§ Directions for this task
Copy out, word for word, the lines between the one holding "trace the outline of every instance of the **pile" and the one holding "370 408 L 391", inclusive.

§ Entries provided
####################

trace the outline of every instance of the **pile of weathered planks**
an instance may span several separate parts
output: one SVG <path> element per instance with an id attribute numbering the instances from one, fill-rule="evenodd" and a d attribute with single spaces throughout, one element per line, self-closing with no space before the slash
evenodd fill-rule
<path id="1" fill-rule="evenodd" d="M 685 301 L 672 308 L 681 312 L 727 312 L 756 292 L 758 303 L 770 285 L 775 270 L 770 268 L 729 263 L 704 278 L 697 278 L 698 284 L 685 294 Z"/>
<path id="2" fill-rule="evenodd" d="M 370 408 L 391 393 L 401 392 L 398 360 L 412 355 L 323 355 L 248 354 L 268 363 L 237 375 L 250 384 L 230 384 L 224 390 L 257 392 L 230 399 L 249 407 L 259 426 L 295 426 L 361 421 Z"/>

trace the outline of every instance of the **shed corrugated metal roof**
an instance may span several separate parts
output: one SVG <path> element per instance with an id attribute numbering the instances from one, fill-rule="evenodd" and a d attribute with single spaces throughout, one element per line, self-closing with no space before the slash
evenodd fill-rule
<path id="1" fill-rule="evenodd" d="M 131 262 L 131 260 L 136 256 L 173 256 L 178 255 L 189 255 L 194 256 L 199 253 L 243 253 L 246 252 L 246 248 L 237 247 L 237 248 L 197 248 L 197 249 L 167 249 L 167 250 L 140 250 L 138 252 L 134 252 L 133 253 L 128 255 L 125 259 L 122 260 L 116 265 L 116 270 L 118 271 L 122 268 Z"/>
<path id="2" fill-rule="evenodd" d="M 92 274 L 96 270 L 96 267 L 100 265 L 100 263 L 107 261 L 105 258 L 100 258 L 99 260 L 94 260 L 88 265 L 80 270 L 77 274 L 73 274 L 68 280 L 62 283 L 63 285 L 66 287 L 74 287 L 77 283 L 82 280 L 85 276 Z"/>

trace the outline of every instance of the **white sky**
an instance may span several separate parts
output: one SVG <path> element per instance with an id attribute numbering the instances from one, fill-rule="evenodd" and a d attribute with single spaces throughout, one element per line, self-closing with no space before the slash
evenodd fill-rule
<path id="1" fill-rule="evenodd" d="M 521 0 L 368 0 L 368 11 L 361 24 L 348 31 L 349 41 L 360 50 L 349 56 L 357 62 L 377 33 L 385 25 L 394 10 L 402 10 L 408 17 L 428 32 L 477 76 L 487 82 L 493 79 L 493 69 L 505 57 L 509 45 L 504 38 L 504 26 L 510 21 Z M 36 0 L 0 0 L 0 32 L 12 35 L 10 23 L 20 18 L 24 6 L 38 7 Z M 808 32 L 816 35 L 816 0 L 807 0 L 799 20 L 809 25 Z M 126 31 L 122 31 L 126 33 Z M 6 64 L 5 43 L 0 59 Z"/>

####################

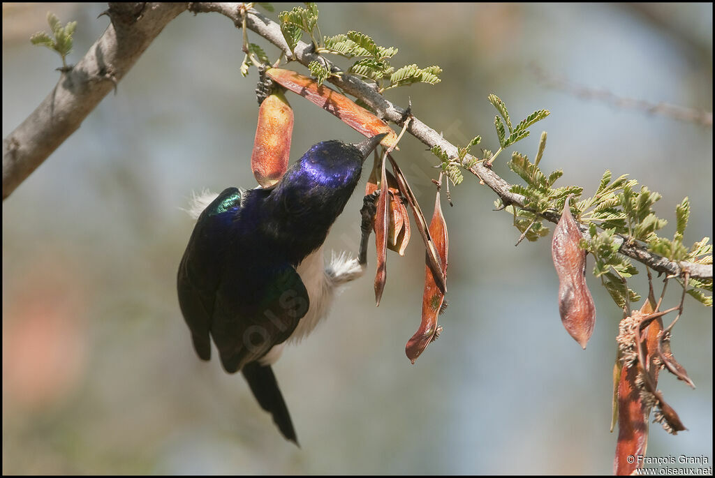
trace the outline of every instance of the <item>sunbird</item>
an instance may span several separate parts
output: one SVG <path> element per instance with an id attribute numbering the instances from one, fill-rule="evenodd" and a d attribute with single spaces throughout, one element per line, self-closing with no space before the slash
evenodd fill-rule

####################

§ Worked solution
trace the outline of every instance of the **pile of weathered planks**
an instance may span several separate parts
output: one SVG <path> element per instance with an id attribute numbering the instances from one, fill-rule="evenodd" and a d attribute with single spaces throughout, one element per line, self-closing with no space before the slash
evenodd fill-rule
<path id="1" fill-rule="evenodd" d="M 685 301 L 672 308 L 681 312 L 727 312 L 756 292 L 758 303 L 770 285 L 775 270 L 770 268 L 729 263 L 704 278 L 697 278 L 698 284 L 685 294 Z"/>
<path id="2" fill-rule="evenodd" d="M 370 408 L 391 393 L 401 392 L 398 360 L 412 355 L 323 355 L 248 354 L 268 363 L 237 375 L 250 384 L 230 384 L 224 390 L 257 392 L 230 399 L 249 407 L 259 426 L 295 426 L 361 421 Z"/>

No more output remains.